TASK DIRECTIONS
Please retype the records from the line with "Provide the location of each instance of the cave" up to and including the line with "Target: cave ceiling", with every character kept as it appears.

GIVEN RECORDS
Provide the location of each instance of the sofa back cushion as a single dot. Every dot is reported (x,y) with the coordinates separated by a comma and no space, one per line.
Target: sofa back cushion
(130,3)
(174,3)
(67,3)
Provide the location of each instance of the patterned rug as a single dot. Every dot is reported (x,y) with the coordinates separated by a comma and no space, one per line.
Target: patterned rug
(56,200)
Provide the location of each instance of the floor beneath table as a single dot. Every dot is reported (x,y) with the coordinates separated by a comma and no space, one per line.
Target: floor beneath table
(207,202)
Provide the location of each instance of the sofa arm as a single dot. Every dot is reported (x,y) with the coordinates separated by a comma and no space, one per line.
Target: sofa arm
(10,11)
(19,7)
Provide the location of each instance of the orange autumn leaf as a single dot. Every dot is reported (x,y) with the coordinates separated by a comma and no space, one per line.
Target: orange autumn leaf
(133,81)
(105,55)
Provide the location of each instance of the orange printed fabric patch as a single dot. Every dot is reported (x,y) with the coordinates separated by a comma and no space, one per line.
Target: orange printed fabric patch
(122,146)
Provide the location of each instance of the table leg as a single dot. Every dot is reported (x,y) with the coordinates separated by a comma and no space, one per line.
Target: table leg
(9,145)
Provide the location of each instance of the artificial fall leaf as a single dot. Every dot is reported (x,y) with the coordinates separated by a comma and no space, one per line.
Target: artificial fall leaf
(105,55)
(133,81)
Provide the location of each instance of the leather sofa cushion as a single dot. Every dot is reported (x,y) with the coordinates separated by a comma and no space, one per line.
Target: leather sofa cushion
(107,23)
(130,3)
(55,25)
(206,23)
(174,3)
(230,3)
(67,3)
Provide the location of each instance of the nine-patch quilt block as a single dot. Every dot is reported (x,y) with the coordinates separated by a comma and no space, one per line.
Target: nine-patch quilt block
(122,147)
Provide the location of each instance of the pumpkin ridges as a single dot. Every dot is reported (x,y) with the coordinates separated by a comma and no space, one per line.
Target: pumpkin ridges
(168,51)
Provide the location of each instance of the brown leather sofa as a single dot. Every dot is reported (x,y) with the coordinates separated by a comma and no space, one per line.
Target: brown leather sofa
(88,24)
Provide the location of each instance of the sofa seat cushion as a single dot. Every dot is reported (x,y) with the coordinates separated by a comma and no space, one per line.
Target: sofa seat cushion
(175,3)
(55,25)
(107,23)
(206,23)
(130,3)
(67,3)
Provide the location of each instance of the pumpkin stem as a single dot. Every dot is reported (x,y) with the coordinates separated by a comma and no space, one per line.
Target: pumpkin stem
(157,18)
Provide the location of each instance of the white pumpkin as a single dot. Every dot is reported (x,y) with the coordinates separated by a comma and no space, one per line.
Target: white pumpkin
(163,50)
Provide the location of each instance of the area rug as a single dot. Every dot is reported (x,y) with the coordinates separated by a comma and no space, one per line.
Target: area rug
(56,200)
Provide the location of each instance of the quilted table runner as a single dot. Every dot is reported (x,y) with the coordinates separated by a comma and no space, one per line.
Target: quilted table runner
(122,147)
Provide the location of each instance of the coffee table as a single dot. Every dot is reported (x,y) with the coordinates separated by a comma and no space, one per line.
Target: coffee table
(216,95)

---

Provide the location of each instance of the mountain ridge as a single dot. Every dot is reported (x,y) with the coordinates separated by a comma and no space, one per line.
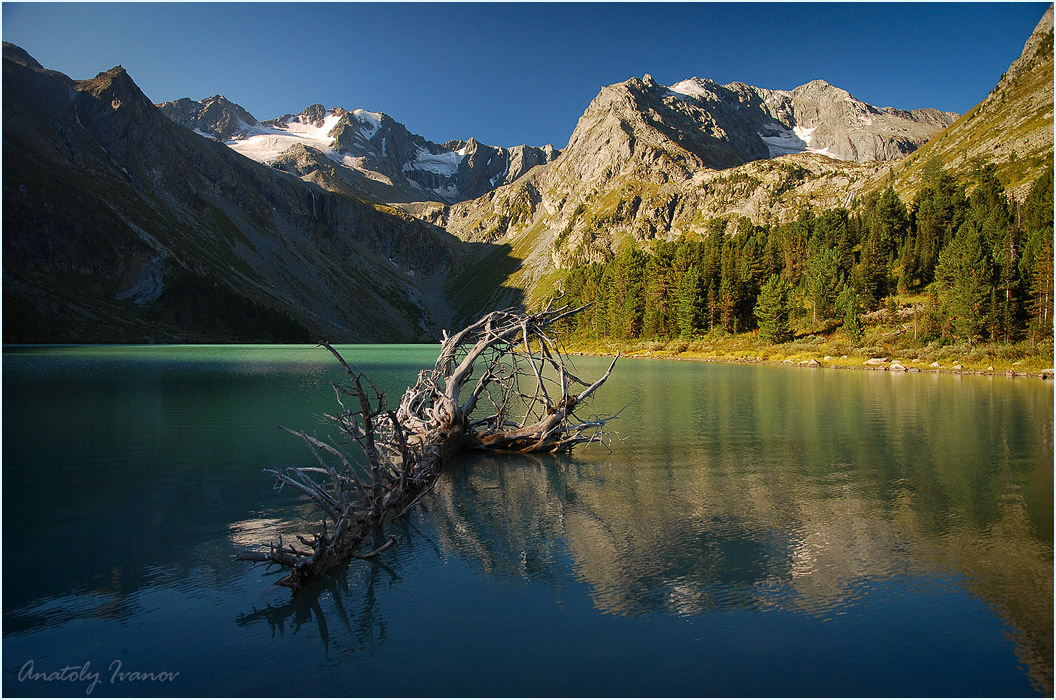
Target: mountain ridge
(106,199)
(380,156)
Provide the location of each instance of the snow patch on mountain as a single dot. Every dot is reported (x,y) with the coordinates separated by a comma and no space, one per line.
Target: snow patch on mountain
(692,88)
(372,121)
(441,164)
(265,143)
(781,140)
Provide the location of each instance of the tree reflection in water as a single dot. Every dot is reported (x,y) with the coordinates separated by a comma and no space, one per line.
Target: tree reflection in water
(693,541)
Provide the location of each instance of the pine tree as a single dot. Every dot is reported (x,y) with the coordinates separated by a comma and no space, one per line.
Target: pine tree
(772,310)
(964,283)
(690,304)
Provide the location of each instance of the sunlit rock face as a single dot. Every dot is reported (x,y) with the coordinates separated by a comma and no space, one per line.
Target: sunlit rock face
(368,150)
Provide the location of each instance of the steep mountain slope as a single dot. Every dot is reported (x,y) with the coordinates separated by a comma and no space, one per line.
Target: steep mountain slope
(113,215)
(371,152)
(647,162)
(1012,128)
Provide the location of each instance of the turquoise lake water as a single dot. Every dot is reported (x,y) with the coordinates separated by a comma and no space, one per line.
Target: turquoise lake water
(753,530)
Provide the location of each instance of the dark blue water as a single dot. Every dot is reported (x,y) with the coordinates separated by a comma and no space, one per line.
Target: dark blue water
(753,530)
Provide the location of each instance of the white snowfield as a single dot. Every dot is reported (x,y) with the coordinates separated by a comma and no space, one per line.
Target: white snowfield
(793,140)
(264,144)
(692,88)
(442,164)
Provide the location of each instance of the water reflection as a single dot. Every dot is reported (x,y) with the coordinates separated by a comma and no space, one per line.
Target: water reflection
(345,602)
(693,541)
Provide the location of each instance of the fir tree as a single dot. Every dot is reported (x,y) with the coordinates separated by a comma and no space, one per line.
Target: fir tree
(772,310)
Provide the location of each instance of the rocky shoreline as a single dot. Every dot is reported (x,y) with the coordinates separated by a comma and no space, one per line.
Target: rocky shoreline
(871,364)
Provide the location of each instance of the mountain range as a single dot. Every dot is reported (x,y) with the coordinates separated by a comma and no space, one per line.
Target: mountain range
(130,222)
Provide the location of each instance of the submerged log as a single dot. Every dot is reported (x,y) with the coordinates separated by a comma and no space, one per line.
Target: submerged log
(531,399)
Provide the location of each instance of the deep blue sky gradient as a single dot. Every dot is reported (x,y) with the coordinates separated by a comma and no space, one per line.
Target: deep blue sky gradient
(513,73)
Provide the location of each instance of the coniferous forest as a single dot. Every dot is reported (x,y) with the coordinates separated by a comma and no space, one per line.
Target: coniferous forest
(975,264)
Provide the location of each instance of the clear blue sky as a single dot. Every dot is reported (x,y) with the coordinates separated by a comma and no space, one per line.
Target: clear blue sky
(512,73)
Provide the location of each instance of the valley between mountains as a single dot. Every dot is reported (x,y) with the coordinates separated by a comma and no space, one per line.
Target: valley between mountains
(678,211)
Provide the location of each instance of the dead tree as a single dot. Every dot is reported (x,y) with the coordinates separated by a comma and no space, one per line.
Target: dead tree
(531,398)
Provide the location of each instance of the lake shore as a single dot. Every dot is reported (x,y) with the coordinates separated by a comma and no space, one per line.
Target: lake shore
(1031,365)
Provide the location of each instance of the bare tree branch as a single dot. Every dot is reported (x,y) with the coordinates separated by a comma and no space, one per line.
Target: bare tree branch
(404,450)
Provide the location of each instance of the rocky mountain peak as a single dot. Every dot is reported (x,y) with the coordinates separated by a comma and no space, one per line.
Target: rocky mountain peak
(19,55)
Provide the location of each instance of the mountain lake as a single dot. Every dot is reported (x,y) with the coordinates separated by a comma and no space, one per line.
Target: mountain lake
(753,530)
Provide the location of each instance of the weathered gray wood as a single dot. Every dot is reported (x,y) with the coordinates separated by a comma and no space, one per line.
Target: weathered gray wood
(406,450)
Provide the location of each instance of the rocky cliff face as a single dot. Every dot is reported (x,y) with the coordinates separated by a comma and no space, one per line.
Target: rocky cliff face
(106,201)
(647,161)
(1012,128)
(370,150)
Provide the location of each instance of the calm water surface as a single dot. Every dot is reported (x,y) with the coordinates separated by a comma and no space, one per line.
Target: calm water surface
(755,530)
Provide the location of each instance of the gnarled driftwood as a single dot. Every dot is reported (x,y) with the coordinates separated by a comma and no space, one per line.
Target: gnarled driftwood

--

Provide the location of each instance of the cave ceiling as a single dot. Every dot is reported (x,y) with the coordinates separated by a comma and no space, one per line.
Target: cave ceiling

REPLY TO THE EXERCISE
Provide the location of each instance of the cave ceiling as a single dot. Every dot is reported (x,y) with the coordinates separated by a comma and no space, one per line.
Target: cave ceiling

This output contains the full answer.